[[ GIVEN INFORMATION, beginning ]]

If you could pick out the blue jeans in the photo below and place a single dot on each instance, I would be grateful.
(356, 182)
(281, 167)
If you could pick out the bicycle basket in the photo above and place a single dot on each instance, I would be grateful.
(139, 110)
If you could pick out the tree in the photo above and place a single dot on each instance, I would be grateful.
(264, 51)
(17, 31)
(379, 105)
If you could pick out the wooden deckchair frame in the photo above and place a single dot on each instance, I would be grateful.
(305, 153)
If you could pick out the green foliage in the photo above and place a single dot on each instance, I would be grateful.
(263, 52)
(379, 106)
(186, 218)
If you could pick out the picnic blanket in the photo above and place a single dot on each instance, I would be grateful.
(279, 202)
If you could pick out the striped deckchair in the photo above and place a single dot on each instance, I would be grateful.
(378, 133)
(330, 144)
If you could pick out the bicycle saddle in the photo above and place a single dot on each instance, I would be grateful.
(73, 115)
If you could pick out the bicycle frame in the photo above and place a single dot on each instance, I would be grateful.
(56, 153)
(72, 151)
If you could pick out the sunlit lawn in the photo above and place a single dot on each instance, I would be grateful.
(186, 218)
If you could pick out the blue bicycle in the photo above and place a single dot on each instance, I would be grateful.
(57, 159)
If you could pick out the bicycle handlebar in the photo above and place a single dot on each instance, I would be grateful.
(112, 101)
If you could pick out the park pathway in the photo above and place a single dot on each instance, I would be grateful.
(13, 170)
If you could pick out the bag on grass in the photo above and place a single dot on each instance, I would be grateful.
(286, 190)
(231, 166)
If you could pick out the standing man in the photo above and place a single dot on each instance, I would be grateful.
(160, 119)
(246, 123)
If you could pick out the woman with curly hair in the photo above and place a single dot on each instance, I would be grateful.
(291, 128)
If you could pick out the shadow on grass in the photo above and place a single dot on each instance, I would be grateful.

[[ GIVEN INFORMATION, end ]]

§ PROBLEM DETAILS
An exact restatement of the data above is required.

§ OUTPUT OF THE TASK
If you could pick out the blue jeans in the photo below and place a single dot on each instance, I would be grateful.
(356, 182)
(281, 167)
If you could pick out the bicycle basket in the photo above and place a single dot on each instance, I would be grateful.
(139, 110)
If you could pick out the tree in the photo above and place a single dot on each instance, I would be grateful.
(264, 51)
(17, 31)
(379, 105)
If you could pick out the wooden deckchair frame in the photo above and place a single dot on each instance, I would be grateful.
(305, 153)
If you could pick out the green foliage in the photo above and place a single dot on each instance, I would be grateful.
(263, 52)
(379, 106)
(186, 218)
If you could pick out the picnic blanket in the photo above and place a single dot on each instance, I would be grateful.
(279, 202)
If you could pick out the striped deckchair in the photo above and place a single dot on each instance, I would be grateful.
(378, 133)
(330, 144)
If you could pick out the bicycle saddle in the photo above and place a single dot on each instance, I would be grateful.
(73, 115)
If you could pick out the bicycle frame in the photo above and place a single dot on each instance, I would be grateful.
(56, 153)
(72, 151)
If you could pick out the sunlit lawn in the photo above and place a single dot on each instance, I would be grateful.
(186, 218)
If you could pick out the blue bicycle in the photo above and place a single dot on each instance, I would be grateful.
(57, 159)
If you could pick out the bicycle handlebar in the photo above and place a single dot on each instance, I would be grateful.
(112, 101)
If you could pick out the park pathway in the photo above and place a single dot on each instance, I would be grateful.
(13, 170)
If you could pick out the bag on grass in the photo above and place a single dot on each instance, I would be grateful.
(286, 190)
(231, 166)
If you could pick out the standing man in the photo above and place a single dot on each instance, I would be grateful.
(160, 119)
(246, 123)
If you could pick out the woman with curly hair in the photo above and place a single dot on each instance, I would be grateful.
(291, 128)
If you could pick out the shadow on grass in the photo above and place a single dot on each instance, I would be grateful.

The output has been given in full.